> _Passage for review_:
This impromptu drink-up showed that just because something’s staged, it doesn’t necessarily make it any less sincere. Many of the week’s events – the two boards of directors convening for dinner, del Nido and Betis counterpart Miguel Guillén’s reception with the mayor at city hall – have been for show, but if they’ve helped to define a calmer mood, all the better.

The surprise emergence of newly-promoted, but in-form Betis as a marginal favorite also skewed the balance. In an attempt to lift the spirits of a support frustrated by its side’s spluttering form of late (19 goals in 18 La Liga matches leading up to the derby), Sevilla opened the doors to the Estadio Ramón Sanchez Pizjuan on Saturday morning for fans to watch the players go through a light training session before the game. Fifteen thousand turned up. New signing Babá, presented on the pitch after arriving from Portuguese side Marítimo, must have been impressed.

Of course, the fire never completely disappeared from the city’s belly. Groups of Sevilla fans began to congregate around the Ramón Sanchez Pizjuan from mid-afternoon, drinking and letting off firecrackers and fireworks. By 6 p.m. – still four hours ahead of kick-off – a dozen police vans surrounded the thousands of singing fans preparing for the march to Heliópolis, the district in which the Villamarín lies.

At the Villamarín, the partisan crowd chanted ‘[expletive] Sevilla, [expletive] Sevilla’ as the teams took the field. Meanwhile, the 5,000-strong contingent of away fans only began to stream into the ground five minutes before kick-off, as part of a police security measure, and the visitors’ section continued to fill during the first 20 minutes of the game.

> _Spatial localization data_:
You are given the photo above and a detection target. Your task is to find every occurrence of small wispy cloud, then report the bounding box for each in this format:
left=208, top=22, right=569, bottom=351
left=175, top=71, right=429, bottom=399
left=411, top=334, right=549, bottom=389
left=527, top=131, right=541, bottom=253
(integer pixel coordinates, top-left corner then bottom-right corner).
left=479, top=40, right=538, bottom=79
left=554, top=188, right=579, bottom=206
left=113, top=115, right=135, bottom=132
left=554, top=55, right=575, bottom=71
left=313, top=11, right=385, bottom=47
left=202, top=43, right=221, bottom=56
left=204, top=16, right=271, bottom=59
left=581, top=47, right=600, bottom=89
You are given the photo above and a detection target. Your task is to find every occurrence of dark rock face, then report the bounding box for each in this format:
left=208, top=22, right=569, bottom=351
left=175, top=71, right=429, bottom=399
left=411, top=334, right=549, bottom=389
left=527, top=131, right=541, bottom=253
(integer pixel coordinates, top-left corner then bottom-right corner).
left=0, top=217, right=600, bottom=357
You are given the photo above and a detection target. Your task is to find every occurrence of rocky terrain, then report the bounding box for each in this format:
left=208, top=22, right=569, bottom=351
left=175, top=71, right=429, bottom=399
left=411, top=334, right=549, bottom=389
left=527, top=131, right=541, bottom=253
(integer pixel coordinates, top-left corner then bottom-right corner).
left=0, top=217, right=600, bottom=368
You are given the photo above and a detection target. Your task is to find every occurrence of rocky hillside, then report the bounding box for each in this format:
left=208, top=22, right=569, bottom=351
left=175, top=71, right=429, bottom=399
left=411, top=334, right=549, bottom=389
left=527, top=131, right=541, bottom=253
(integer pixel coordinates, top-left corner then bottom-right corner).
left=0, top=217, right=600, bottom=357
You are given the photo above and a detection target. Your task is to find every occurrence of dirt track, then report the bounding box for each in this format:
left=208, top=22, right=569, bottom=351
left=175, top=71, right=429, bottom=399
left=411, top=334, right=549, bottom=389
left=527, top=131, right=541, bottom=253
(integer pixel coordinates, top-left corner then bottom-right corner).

> _Required action_:
Please turn the paragraph of the Seville derby passage that begins "Of course, the fire never completely disappeared" into a short bulleted list that keeps its main facts. The listing is separate from the Seville derby passage.

> _Answer for the task_:
- The city's fire never fully went away.
- From mid-afternoon, groups of Sevilla fans gathered around the Ramón Sanchez Pizjuan, drinking and setting off firecrackers and fireworks.
- By 6 p.m., four hours before kick-off, a dozen police vans surrounded thousands of singing fans preparing to march to Heliópolis, the district where the Villamarín is located.